SET EXERCISE: Copy the lines below word for word, keeping every one of them.

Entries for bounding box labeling
Start
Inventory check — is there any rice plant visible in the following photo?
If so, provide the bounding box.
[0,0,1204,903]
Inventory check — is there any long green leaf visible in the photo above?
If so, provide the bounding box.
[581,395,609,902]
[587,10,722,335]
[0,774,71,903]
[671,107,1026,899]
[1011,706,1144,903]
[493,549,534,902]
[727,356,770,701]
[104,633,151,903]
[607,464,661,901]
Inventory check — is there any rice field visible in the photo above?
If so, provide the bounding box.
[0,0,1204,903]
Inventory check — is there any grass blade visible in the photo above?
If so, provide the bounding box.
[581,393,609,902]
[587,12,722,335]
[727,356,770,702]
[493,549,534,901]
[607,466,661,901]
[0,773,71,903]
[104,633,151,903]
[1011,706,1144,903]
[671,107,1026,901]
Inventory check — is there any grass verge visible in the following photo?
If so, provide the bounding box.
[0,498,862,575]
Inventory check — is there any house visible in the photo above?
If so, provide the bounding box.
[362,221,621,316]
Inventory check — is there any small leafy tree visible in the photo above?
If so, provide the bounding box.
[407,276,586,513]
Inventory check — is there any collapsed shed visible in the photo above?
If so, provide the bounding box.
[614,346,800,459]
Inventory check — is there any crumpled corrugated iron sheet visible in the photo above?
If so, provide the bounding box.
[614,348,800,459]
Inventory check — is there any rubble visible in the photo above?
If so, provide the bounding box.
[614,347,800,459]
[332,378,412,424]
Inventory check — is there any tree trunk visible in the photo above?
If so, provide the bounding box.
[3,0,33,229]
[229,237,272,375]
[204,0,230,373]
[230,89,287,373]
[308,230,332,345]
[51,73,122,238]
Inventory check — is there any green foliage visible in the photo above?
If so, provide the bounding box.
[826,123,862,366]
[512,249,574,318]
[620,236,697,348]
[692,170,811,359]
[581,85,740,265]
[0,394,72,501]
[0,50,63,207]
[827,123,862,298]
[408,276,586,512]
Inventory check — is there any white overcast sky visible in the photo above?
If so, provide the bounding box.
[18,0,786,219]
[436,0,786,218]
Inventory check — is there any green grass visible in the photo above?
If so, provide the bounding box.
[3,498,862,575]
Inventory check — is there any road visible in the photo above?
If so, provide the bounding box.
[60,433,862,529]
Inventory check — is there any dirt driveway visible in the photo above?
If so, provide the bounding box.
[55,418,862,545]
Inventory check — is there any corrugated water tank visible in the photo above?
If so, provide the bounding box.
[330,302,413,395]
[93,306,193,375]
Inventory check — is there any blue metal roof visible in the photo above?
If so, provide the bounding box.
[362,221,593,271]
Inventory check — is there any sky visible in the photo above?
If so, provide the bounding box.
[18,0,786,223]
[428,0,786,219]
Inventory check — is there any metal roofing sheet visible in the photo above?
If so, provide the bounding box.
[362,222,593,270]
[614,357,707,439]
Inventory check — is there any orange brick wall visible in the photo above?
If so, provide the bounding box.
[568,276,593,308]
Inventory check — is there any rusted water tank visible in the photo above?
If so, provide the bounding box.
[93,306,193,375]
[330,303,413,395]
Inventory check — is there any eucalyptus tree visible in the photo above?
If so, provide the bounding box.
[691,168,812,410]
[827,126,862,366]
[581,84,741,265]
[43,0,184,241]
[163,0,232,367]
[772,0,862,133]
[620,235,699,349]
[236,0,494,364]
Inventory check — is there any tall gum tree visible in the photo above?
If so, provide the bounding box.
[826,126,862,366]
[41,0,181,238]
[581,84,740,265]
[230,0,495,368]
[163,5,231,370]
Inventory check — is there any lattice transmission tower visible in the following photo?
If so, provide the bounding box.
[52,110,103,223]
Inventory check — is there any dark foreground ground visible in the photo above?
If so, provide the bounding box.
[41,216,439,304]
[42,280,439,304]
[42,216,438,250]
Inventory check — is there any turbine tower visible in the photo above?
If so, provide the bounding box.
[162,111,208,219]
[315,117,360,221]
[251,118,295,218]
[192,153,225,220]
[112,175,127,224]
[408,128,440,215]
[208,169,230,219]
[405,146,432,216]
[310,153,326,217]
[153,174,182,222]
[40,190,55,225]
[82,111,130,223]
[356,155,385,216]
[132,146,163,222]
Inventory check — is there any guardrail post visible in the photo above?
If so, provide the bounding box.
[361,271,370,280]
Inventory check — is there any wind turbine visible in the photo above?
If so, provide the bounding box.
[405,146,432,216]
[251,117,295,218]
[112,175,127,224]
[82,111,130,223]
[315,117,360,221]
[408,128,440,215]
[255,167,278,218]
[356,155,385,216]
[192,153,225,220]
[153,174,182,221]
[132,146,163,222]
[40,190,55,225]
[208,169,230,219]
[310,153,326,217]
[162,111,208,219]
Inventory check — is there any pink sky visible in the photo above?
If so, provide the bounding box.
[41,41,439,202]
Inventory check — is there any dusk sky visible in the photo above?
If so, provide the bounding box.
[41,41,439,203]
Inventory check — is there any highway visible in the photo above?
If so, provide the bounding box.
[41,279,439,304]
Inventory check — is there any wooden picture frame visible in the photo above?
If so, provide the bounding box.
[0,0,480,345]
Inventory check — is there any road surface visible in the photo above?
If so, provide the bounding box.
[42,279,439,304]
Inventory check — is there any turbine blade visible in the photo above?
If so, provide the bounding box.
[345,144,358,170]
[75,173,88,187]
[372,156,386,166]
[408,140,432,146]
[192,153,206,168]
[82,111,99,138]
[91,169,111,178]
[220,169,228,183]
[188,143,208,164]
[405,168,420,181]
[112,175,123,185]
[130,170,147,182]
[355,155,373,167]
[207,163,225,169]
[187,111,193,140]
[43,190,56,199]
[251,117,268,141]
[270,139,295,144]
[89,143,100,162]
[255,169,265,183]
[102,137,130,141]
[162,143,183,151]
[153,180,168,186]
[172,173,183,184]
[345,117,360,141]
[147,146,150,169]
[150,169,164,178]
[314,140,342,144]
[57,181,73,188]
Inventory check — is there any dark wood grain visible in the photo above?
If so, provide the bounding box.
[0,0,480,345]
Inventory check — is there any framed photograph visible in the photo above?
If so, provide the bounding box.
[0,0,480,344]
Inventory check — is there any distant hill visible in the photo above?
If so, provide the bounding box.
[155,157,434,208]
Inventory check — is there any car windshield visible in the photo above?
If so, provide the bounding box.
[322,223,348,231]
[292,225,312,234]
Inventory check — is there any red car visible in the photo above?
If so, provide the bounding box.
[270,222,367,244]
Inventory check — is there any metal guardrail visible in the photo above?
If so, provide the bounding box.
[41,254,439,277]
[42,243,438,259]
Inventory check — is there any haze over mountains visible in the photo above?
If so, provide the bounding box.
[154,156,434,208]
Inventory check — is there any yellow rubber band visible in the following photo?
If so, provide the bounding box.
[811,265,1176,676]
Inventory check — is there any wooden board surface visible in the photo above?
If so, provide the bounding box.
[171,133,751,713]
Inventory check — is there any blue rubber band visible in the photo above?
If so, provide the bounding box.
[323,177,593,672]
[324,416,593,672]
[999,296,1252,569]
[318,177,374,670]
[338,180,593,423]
End
ANSWER TO THIS PROBLEM:
Inventory check — is there any rice plant visible in the following photo?
If so, provide the bounding box.
[0,0,1204,903]
Inventory check — is there any long green leaf visible in the photo above?
If so, provide the bounding box.
[581,395,609,902]
[587,10,722,335]
[0,774,71,903]
[671,107,1026,899]
[1011,706,1144,903]
[493,549,534,902]
[727,356,770,701]
[104,633,151,903]
[607,464,661,901]
Inventory check — is there any rice field visible in the photo above?
If so, provide the bounding box.
[0,0,1204,903]
Inventory check — is there any grass blade visible in the photo above?
If so, provide the bounding box.
[581,393,609,902]
[587,12,722,335]
[727,356,770,702]
[493,549,534,901]
[607,466,661,901]
[0,773,71,903]
[104,633,151,903]
[1011,706,1144,903]
[671,107,1026,901]
Inventory check — is there any grass verge visible in the following photo?
If so, provide the bounding box.
[0,498,862,575]
Inventory check — is there any house visible in the photo above?
If so, provide the bounding box.
[362,221,621,316]
Inventory check — is there any small leafy tree visible in the photo above?
If so, provide the bounding box.
[407,276,586,513]
Inventory check — is there any collapsed shed visible in the photo above?
If so, provide the bounding box.
[614,346,800,459]
Inventory check — is there any crumpled corrugated iron sheet visible in the photo above?
If so, provide the bounding box.
[614,348,800,459]
Inventory check — is there any rubble visible in the photo above?
If so, provide the bounding box.
[614,347,800,459]
[332,378,412,424]
Inventory check — is there any tree trunk visible in the photo above?
If so, provide the bounding box.
[3,0,33,229]
[229,237,272,375]
[204,0,230,373]
[230,89,287,373]
[308,230,332,345]
[51,73,122,238]
Inventory check — is there any green foliage visible in the photo above?
If so, provide the bounding box.
[826,123,862,366]
[512,249,574,318]
[620,236,697,348]
[692,170,811,359]
[581,85,740,265]
[0,394,72,501]
[0,50,63,207]
[827,123,862,298]
[408,276,586,512]
Inventory check — is there any white overcast sky visible in the photo above?
If so, provide the bounding box.
[18,0,786,219]
[436,0,786,218]
Inventory check — is there any green grass visible in the photo above?
If so, provide the bounding box.
[3,498,862,575]
Inventory check — is there any road visible in the photo above?
If so, provide the bounding box.
[60,433,862,529]
Inventory check — is there any dirt driveway visible in the photo above?
If so, provide the bounding box.
[55,418,862,545]
Inventory check — is there any corrugated water tank visible in the photo above?
If so, provide the bounding box.
[330,302,413,395]
[93,306,193,375]
Inventory check — is there any blue metal roof visible in the photo above?
If so, provide the bounding box.
[362,221,593,271]
Inventory check — is there any sky visible in the photo above?
If so, provide the bounding box.
[18,0,786,223]
[428,0,786,219]
Inventory check — is there any metal roofing sheet visible in the photo above?
If so, provide the bounding box.
[362,222,593,270]
[614,357,707,439]
Inventory check — is there any orange brick wall visible in the photo above?
If so, provide the bounding box.
[568,276,593,308]
Inventory check — is there any rusted water tank visible in the photo above?
If so, provide the bounding box.
[93,306,193,375]
[330,303,413,395]
Inventory check — is there any eucalyptus tree visible in the photo above?
If so, provide the bounding box.
[691,168,812,410]
[827,126,862,366]
[581,84,741,265]
[43,0,184,241]
[163,0,232,367]
[772,0,862,133]
[620,235,699,349]
[236,0,494,364]
Inventory check — is there any tall gum tree visible in the photo above?
If so, provide the bounding box.
[826,126,862,366]
[41,0,181,238]
[581,84,740,265]
[230,0,495,368]
[163,5,231,370]
Inventory check — is there any lattice transmission tower visible in the following photo?
If so, provide the bounding box.
[52,110,103,223]
Inventory check — is there any dark foreground ground visible in the photo above?
If so, provide the bounding box.
[41,216,439,304]
[42,280,439,304]
[42,216,438,250]
Inventory check — is there any turbine tower visible in the photo above?
If so, provide the bounding box.
[162,111,208,219]
[315,117,360,221]
[251,118,295,218]
[192,153,225,220]
[112,175,127,224]
[408,128,440,215]
[208,169,230,219]
[405,146,432,216]
[310,153,326,217]
[153,174,182,222]
[40,190,55,225]
[82,111,130,223]
[356,155,385,216]
[132,146,163,222]
Inventory check — is there any guardrail post visible in the photo above?
If so, provide the bounding box.
[361,271,370,280]
Inventory check — is there any wind turbine visible in the photo above?
If so, provide the bounding box.
[405,146,432,216]
[251,117,295,218]
[112,175,127,224]
[82,111,130,223]
[315,117,360,221]
[408,128,440,215]
[255,167,278,218]
[356,155,385,216]
[192,153,225,220]
[153,174,182,221]
[132,146,163,222]
[40,190,55,225]
[208,169,230,219]
[310,153,326,217]
[162,111,208,219]
Inventory check — is there any pink sky visible in the photo above?
If so, provide the bounding box.
[41,41,439,202]
Inventory check — is there any dusk sky visible in the photo above?
If so, provide the bounding box.
[41,41,439,203]
Inventory check — is there any highway visible in the photo above?
If so, provide the bounding box.
[41,279,439,304]
Inventory check — is there any wooden picture frame visible in the photo above?
If so, provide the bounding box.
[0,0,480,345]
Inventory check — is there any road surface visible in the photo above?
If so, provide the bounding box.
[42,279,439,304]
Inventory check — is there any turbine blade visible in the photo above?
If so, provide the bounding box.
[345,144,358,170]
[75,173,88,187]
[372,156,386,166]
[408,140,432,146]
[192,153,206,168]
[82,111,99,138]
[91,169,111,178]
[220,169,228,183]
[188,143,208,164]
[405,168,420,181]
[112,175,123,185]
[130,170,147,182]
[355,155,373,167]
[207,163,225,169]
[187,111,193,140]
[43,190,56,199]
[251,117,268,141]
[270,139,295,144]
[89,143,100,162]
[255,169,265,183]
[102,137,130,141]
[162,143,183,151]
[153,180,168,186]
[172,173,183,184]
[345,117,360,141]
[147,146,150,169]
[150,169,164,178]
[314,140,342,144]
[57,181,73,188]
Inventory check — is there any dark wood grain visible in the photo above?
If so, provide the bounding box.
[0,0,480,345]
Inventory check — is there any framed photograph visible in the photo above?
If so, provide the bounding box.
[0,0,480,344]
Inventory check — is there any distant hill visible in the photo above?
If so, provide the bounding box.
[155,157,434,208]
Inventory check — is there any car windshield visible in the photo above?
If so, provide the bounding box.
[322,223,348,231]
[292,225,312,234]
Inventory check — is there any red car visible in the photo above?
If so, provide the bounding box.
[270,222,367,244]
Inventory check — is there any metal guardrail visible in the photo above?
If so, provide the bounding box.
[41,254,439,277]
[42,243,438,259]
Inventory check — is there any haze over mountains visible in the photo above?
If so, provide the bounding box.
[154,156,434,208]
Inventory check — is there any yellow rubber band visible in the following photo?
If so, provide the bounding box.
[811,265,1176,676]
Inventory check — is there any wooden board surface visible in the photo above?
If so, provide the bounding box.
[171,133,751,713]
Inventory check — is there any blue rubber band visible in the photo above?
If so, provide the bounding box.
[323,177,593,672]
[324,416,593,672]
[999,296,1252,569]
[318,177,374,670]
[338,180,593,423]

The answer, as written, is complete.